## Aim of the exercise
Rewrite the rows below, replacing every occurrence of "sample output showing the layout" with "example output illustrating the format" and leaving everything else unchanged.
* start *
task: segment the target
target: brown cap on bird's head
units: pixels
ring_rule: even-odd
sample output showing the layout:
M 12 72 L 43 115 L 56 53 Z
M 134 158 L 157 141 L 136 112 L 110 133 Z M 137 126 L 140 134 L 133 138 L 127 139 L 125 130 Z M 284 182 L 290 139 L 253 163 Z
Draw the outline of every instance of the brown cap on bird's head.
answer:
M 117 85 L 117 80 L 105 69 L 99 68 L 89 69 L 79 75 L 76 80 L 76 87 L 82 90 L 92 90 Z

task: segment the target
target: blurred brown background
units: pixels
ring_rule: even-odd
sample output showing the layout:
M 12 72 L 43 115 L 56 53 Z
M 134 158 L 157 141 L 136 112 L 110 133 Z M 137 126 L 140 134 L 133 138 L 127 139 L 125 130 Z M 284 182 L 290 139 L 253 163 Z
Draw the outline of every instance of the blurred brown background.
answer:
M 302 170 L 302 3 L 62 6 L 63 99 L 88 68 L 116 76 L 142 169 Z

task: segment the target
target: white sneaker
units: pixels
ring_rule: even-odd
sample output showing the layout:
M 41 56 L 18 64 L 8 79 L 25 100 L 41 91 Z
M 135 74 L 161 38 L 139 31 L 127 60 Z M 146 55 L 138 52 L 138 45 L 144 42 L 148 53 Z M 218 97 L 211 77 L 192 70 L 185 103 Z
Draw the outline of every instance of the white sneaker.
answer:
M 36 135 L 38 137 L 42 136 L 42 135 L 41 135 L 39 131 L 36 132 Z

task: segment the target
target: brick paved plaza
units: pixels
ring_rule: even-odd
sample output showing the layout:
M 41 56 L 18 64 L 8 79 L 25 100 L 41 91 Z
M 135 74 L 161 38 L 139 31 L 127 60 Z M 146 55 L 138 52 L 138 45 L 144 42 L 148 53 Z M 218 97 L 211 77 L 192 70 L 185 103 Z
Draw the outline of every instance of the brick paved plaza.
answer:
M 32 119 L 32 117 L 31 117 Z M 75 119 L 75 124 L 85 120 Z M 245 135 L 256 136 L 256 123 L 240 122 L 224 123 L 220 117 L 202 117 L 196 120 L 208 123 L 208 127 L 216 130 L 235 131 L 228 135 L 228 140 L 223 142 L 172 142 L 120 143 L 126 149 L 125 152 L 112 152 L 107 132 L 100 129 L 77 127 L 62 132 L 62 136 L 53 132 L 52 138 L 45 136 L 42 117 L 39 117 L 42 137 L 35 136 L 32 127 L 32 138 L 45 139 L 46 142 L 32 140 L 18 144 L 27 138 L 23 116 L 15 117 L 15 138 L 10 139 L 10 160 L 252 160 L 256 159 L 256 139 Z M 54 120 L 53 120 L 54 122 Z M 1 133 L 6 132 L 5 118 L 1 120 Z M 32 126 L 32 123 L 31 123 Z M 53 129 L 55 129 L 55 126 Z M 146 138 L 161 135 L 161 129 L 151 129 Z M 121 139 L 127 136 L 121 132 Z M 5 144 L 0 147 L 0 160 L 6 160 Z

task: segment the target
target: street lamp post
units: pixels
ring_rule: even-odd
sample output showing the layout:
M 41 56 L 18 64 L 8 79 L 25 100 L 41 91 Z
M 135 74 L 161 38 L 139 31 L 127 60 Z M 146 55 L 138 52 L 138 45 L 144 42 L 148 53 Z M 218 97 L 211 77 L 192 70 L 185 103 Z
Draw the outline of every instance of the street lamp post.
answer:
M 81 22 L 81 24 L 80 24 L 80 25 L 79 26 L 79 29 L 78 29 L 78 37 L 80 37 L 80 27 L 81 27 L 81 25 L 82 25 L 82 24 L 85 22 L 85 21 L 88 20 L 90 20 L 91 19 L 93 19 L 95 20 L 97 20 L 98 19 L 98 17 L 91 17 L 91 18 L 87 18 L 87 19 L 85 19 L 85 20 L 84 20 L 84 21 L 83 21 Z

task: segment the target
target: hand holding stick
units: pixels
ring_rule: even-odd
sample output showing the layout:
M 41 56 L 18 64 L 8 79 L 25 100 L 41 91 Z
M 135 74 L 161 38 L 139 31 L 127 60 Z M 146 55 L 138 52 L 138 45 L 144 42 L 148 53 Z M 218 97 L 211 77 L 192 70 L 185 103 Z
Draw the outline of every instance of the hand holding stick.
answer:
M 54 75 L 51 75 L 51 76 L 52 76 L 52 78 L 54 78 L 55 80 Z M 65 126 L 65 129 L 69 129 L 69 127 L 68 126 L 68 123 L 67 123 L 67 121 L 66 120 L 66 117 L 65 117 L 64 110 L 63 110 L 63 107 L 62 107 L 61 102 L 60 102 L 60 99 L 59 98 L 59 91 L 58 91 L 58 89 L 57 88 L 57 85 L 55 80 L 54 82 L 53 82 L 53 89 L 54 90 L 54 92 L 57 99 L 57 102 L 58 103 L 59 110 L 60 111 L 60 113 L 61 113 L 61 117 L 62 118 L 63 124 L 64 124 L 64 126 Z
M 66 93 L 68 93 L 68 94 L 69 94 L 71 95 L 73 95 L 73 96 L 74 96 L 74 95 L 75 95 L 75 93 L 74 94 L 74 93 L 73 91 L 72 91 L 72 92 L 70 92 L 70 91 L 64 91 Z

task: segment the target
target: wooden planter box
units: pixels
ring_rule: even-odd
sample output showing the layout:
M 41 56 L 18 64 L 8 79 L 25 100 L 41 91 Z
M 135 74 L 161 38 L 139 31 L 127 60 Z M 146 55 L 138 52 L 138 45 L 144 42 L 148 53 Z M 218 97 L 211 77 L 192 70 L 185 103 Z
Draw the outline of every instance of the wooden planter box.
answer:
* end *
## Result for this task
task: segment the target
target: brown cap on bird's head
units: pixels
ring_rule: even-odd
example output illustrating the format:
M 12 72 L 43 115 L 56 53 Z
M 134 158 L 157 141 L 136 112 L 110 133 Z M 137 126 L 140 134 L 133 138 L 127 139 L 125 130 Z M 284 182 L 290 139 L 253 163 Z
Draw the outline of every instance of the brown cap on bird's head.
answer:
M 117 85 L 117 80 L 105 69 L 99 68 L 89 69 L 79 75 L 76 80 L 76 87 L 82 90 L 92 90 Z

task: segment the target
target: blurred brown background
units: pixels
ring_rule: even-odd
example output illustrating the format:
M 12 72 L 43 115 L 56 53 Z
M 134 158 L 157 141 L 136 112 L 110 133 Z M 137 126 L 140 134 L 133 138 L 127 139 L 125 130 Z M 284 182 L 290 139 L 253 163 Z
Draw the outline of every instance of the blurred brown background.
answer:
M 302 170 L 302 3 L 62 6 L 63 99 L 88 68 L 116 76 L 142 169 Z

task: segment the target
target: white sneaker
units: pixels
ring_rule: even-odd
example output illustrating the format:
M 41 56 L 18 64 L 8 79 L 25 100 L 41 91 Z
M 135 74 L 161 38 L 139 31 L 127 60 Z M 146 55 L 138 52 L 138 45 L 144 42 L 148 53 Z M 218 97 L 211 77 L 192 70 L 185 103 Z
Draw the outline of every instance of the white sneaker.
answer:
M 36 135 L 38 137 L 42 136 L 42 135 L 41 135 L 39 131 L 36 132 Z

task: segment the target
target: brick paved plaza
units: pixels
ring_rule: even-odd
example output illustrating the format:
M 41 56 L 18 64 L 8 79 L 25 100 L 41 91 Z
M 135 74 L 161 38 L 139 31 L 127 60 Z M 146 55 L 138 52 L 138 45 L 144 42 L 148 53 Z M 218 97 L 211 77 L 192 70 L 185 103 Z
Draw the outline of every instance of the brick paved plaza.
answer:
M 32 119 L 32 117 L 31 117 Z M 75 119 L 75 124 L 85 120 Z M 245 135 L 256 136 L 256 123 L 240 122 L 224 123 L 220 117 L 202 117 L 196 120 L 208 123 L 208 127 L 216 130 L 235 131 L 228 135 L 228 140 L 223 142 L 172 142 L 120 143 L 126 149 L 125 152 L 112 152 L 107 132 L 100 129 L 77 127 L 62 132 L 62 136 L 53 132 L 52 138 L 45 136 L 42 117 L 39 117 L 42 137 L 35 136 L 32 127 L 32 138 L 45 139 L 46 142 L 32 140 L 18 144 L 27 138 L 23 116 L 15 117 L 15 138 L 10 139 L 10 160 L 252 160 L 256 159 L 256 139 Z M 54 120 L 53 120 L 54 122 Z M 1 133 L 6 132 L 5 118 L 1 120 Z M 32 126 L 32 123 L 31 123 Z M 53 129 L 55 129 L 55 126 Z M 146 138 L 161 135 L 161 129 L 151 129 Z M 121 139 L 127 136 L 121 132 Z M 5 144 L 0 147 L 0 160 L 6 160 Z

task: segment the target
target: street lamp post
units: pixels
ring_rule: even-odd
example output illustrating the format:
M 41 56 L 18 64 L 8 79 L 25 100 L 41 91 Z
M 135 74 L 161 38 L 139 31 L 127 60 Z M 146 55 L 138 52 L 138 45 L 144 42 L 148 53 Z M 218 97 L 211 77 L 192 70 L 185 103 Z
Draw the outline of every instance of the street lamp post.
answer:
M 81 22 L 81 24 L 80 24 L 80 25 L 79 26 L 79 29 L 78 29 L 78 37 L 80 37 L 80 27 L 81 27 L 81 25 L 82 25 L 82 24 L 85 22 L 85 21 L 88 20 L 90 20 L 91 19 L 93 19 L 95 20 L 97 20 L 98 19 L 98 17 L 91 17 L 91 18 L 87 18 L 87 19 L 85 19 L 85 20 L 84 20 L 84 21 L 83 21 Z

task: segment the target
target: hand holding stick
units: pixels
ring_rule: even-odd
example output illustrating the format:
M 41 56 L 18 64 L 8 79 L 25 100 L 41 91 Z
M 135 74 L 161 38 L 139 31 L 127 60 Z M 146 55 L 138 52 L 138 45 L 144 42 L 148 53 Z M 218 97 L 211 77 L 192 70 L 185 103 Z
Draw the outline of every instance of the hand holding stick.
answer:
M 54 75 L 51 75 L 51 76 L 52 76 L 52 78 L 54 78 L 55 80 Z M 65 126 L 65 129 L 69 129 L 69 127 L 68 126 L 68 123 L 67 123 L 67 121 L 66 120 L 66 117 L 65 117 L 64 110 L 63 110 L 63 107 L 62 107 L 61 102 L 60 102 L 60 99 L 59 98 L 59 91 L 58 91 L 58 89 L 57 88 L 57 85 L 55 80 L 54 82 L 53 82 L 53 89 L 54 90 L 54 92 L 57 99 L 57 102 L 58 103 L 59 110 L 60 111 L 60 113 L 61 113 L 61 117 L 62 118 L 63 124 L 64 124 L 64 126 Z
M 66 93 L 68 93 L 68 94 L 69 94 L 71 95 L 73 95 L 73 96 L 74 96 L 74 95 L 75 95 L 75 93 L 74 94 L 74 93 L 73 91 L 72 91 L 72 92 L 70 92 L 70 91 L 64 91 Z

task: segment the target
target: wooden planter box
units: pixels
ring_rule: even-odd
example output illustrating the format:
M 41 56 L 18 64 L 8 79 L 25 100 L 41 91 Z
M 135 74 L 161 38 L 139 31 L 127 60 Z M 146 55 L 138 52 L 138 45 L 144 42 L 148 53 Z M 218 97 L 211 77 L 192 70 L 185 103 Z
Draw the outline of every instance of the wooden planter box.
answer:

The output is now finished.